= Communication deviance =

Failure to effectively communicate

Communication deviance (CD) occurs when a speaker fails to effectively communicate and convey meaning to their listeners with confusing speech or illogical patterns. These disturbances can range from vague linguistic references, contradictory statements to more encompassing non-verbal problems at the level of turn-taking.

The term was originally introduced by Lyman Wynne and Margaret Singer in 1963 to describe a communication style found among parents who had children with schizophrenia. According to Wynne, people are able to focus their attention and identify meaning from external stimuli beginning with their interactions, particularly with their parents, during their early years of life. In family communication, deviance is present in the way members acknowledge or affirm one another as well as in task performance.

A 2013 meta-analysis reported that communication deviance is highly prevalent in parents of patients diagnosed with schizophrenia. Another 2000 study have reported significant associations between CD in the parent and thought disorder in the offspring.

But, some research shows that CD may be more likely to be associated with specific cognitive disorganization rather than the criteria of schizophrenia, like DSM-III or DSM-II. Also, findings of CD shows that CD may be associated with children's disorders too, rather than the behavior of preschizophrenic types.

For application purposes: CD has been thought of as a measurement of disorder shown in speech in the subclinical aspect.

However, the mechanisms by which CD impacts on the offspring's cognition are still unknown. Some researchers theorize that, in the case of a high degree of egocentric communication in parents where the sender and the receiver do not speak and listen according to each other's premises, the child develops uncertainty.

The research of psychiatrists and psychoanalysts Lyman Wynne and Theodore Lidz on communication deviance and roles (e.g., pseudo-mutuality, pseudo-hostility, schism and skew) in families of people with schizophrenia also became influential with systems-communications-oriented theorists and therapists.

== Signs and symptoms ==

=== For individual ===
When talking to people with CD, it is difficult to follow and make consistent sharing of attention and meaning. The content of patient's speech may be confusing to listeners, making it difficult to build a shared focus of attention. Stability of CD change as one ages; a 2001 study finds little correlation between young people and follow-up CD, while people at a mean age of 32 have a high correlation with follow-up CD.

=== For parents ===
Research has shown that when communicating with patients who have CD, patients' parents will use similar odd terms and fail to express a sense of closure in their thought even when they talk to their parents. To be more specific, for children with externalizing, “acting out” or “preschizophrenic” behaviors, the parental CD will be higher in maternal and paternal CD was found to be more significant only in which children with high externalizing behaviors. To be more specific, data analysis shows that a large magnitude (g = .97) is linked between maternal CD and offspring psychotic disorder.

== Cause ==

=== Genetic ===
CD is associated with genetics, which is a genetic vulnerability for schizophrenia. Studies show that CD is associated with schizophrenia spectrum disorders history in the family, among their parents and siblings.

Children’s level of CD will link to the way of communication between parents. The parents who both have a pathologic affective style of communication will lead to a high level of CD in their children. If the parents have a healthier style of communication, the levels of CD in their children will be lower.

■ DATASET ENTRIES:
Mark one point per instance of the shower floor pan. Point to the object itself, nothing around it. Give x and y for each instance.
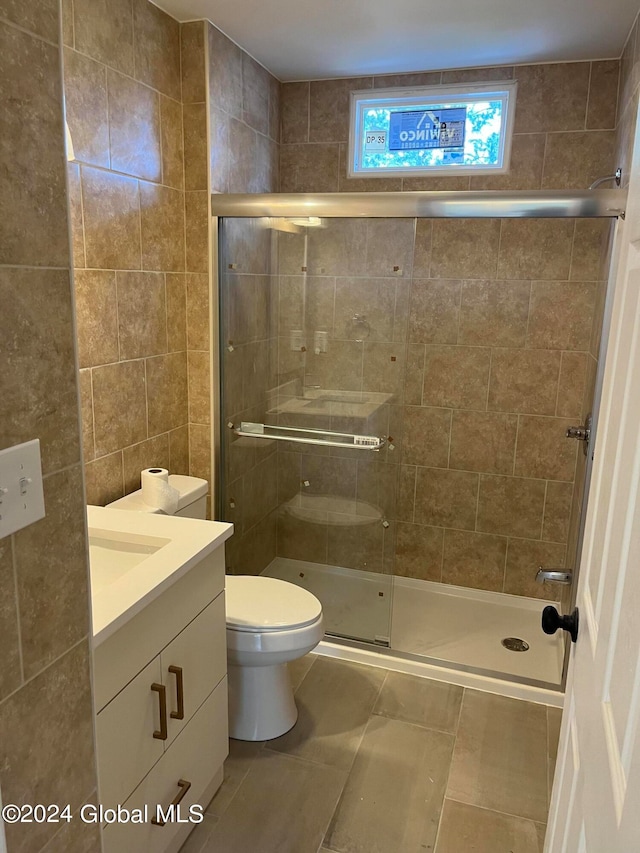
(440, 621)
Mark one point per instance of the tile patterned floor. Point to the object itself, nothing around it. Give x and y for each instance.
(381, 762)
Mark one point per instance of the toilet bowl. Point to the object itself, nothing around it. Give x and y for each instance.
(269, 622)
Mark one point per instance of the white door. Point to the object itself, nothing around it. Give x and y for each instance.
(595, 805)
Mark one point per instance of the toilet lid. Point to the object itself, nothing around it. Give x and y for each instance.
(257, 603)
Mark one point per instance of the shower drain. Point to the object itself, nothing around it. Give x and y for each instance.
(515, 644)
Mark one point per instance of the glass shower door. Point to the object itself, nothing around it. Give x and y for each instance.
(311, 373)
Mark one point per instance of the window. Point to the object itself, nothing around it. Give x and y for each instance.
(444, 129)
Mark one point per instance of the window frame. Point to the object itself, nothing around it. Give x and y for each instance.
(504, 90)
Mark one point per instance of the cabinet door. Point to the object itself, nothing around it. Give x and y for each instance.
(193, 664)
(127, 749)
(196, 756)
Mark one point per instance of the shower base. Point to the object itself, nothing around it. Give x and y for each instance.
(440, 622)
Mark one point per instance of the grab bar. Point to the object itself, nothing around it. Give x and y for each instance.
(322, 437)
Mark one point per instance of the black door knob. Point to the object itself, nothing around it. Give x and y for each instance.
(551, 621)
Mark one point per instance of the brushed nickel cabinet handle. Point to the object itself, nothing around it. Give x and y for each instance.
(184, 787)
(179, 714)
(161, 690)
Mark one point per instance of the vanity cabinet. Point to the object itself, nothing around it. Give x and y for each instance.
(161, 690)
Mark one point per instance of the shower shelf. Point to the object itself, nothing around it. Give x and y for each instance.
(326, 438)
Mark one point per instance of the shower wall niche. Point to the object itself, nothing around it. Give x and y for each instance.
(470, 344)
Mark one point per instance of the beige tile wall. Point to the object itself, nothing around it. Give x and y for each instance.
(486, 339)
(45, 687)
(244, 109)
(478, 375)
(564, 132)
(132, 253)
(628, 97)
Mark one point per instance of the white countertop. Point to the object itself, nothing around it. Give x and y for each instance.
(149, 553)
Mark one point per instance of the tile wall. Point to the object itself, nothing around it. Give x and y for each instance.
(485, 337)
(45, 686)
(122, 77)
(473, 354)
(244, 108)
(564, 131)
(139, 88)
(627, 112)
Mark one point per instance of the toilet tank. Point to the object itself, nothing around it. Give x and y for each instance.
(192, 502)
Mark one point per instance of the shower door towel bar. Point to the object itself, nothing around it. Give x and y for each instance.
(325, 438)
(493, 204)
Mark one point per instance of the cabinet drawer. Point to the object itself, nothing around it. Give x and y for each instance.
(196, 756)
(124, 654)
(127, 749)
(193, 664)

* * *

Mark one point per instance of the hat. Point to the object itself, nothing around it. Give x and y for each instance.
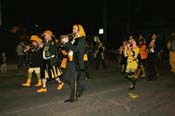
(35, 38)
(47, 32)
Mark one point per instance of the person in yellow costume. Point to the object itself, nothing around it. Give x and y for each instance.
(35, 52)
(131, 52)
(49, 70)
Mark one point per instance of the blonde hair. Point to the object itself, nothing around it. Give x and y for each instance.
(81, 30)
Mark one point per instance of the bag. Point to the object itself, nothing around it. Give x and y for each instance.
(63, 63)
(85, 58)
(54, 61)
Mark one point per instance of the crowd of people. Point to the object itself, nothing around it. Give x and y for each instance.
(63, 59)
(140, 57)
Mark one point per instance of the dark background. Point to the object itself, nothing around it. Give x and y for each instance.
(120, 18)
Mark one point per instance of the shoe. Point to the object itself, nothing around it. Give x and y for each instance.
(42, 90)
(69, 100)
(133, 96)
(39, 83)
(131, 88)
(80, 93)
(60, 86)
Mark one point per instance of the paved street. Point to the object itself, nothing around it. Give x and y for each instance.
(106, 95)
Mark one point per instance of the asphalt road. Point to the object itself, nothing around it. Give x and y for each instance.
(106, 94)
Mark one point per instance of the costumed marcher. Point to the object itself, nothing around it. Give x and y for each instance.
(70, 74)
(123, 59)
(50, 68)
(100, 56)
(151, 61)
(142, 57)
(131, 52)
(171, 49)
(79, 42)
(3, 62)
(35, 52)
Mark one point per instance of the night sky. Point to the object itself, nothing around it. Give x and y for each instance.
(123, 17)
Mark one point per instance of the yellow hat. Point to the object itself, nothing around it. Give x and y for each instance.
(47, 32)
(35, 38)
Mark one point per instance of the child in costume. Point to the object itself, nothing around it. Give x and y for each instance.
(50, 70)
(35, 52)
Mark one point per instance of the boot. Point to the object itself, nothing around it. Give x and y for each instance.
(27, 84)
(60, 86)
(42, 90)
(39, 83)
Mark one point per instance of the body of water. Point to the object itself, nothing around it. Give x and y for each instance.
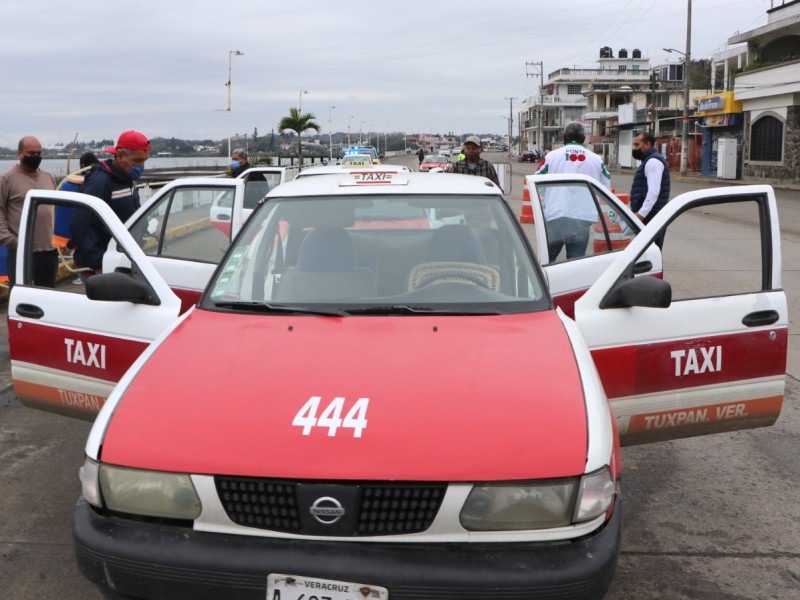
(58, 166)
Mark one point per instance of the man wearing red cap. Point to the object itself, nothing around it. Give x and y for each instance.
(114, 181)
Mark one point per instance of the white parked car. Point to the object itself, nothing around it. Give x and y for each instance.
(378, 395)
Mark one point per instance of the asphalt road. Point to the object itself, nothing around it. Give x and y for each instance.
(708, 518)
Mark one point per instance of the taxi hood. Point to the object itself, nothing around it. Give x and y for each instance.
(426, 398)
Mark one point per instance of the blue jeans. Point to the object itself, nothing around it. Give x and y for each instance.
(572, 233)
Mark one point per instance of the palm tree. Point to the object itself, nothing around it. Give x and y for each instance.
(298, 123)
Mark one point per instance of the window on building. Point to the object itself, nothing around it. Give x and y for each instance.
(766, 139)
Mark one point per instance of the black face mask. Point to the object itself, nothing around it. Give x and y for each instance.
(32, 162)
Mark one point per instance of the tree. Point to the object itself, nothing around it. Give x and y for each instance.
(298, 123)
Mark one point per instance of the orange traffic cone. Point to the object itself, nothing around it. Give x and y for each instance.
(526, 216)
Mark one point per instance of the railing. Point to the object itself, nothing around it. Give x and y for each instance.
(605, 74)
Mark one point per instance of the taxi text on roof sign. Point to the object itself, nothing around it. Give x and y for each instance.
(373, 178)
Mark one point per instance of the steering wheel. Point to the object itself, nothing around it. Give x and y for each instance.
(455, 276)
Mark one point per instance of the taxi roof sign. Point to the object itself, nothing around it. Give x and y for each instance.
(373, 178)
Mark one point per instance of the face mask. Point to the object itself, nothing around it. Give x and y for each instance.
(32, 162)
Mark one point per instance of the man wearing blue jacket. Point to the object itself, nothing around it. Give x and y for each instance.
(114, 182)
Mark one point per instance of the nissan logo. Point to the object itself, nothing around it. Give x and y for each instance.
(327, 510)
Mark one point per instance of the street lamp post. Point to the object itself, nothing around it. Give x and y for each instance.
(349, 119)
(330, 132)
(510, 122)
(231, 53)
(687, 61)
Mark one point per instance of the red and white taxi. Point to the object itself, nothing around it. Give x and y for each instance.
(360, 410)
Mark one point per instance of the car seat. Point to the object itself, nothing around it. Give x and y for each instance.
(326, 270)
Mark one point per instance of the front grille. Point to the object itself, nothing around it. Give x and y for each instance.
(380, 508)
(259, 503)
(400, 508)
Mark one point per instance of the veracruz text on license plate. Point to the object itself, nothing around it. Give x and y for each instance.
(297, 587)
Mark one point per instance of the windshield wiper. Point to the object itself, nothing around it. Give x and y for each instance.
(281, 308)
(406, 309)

* * *

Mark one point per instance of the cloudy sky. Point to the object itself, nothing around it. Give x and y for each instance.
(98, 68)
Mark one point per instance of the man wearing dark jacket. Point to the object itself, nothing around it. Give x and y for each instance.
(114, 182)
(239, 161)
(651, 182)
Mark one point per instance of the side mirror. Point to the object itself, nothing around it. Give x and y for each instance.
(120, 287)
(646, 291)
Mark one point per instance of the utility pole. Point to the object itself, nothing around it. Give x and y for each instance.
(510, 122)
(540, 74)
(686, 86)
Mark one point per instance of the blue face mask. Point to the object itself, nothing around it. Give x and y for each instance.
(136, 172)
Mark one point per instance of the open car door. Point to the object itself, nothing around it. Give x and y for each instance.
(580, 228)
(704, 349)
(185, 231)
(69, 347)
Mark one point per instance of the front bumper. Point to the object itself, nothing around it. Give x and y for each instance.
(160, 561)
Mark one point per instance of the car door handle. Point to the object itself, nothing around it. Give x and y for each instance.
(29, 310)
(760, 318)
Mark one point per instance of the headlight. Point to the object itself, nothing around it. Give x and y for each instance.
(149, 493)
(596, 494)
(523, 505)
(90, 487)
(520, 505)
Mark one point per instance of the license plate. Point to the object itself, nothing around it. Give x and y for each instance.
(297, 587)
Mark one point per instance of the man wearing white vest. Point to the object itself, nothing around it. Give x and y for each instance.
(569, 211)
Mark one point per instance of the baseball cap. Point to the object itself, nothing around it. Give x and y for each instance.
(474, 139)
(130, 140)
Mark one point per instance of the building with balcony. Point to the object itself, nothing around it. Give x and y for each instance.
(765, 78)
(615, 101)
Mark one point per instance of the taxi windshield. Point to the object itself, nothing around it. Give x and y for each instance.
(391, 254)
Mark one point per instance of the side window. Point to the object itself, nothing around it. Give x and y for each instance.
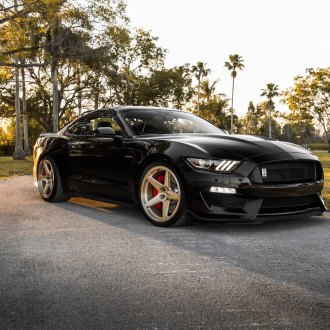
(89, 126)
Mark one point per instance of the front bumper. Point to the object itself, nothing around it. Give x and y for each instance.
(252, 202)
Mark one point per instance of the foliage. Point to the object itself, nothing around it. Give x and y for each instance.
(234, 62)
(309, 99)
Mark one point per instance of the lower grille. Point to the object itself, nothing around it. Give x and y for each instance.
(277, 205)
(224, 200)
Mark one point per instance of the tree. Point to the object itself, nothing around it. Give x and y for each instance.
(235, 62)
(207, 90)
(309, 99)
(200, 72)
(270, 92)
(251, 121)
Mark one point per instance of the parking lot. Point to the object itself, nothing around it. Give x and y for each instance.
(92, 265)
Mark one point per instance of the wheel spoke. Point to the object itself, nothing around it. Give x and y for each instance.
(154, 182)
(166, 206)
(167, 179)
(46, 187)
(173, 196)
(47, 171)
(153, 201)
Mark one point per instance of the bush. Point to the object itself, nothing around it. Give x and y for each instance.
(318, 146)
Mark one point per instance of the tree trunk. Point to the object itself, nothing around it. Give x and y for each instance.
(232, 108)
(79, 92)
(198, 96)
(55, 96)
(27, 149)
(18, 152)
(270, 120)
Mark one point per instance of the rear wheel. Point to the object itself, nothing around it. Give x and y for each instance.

■ ACTIVITIES:
• 1. According to the article on communication deviance, why is it hard to build a shared focus of attention when talking to people with CD?
• 2. Who first introduced the term described in the article on communication deviance?
The items have no connection to the article on communication deviance.

■ ANSWERS BY TASK:
• 1. The content of their speech may be confusing to listeners. This makes it difficult to build a shared focus of attention.

• 2. Lyman Wynne and Margaret Singer introduced it in 1963.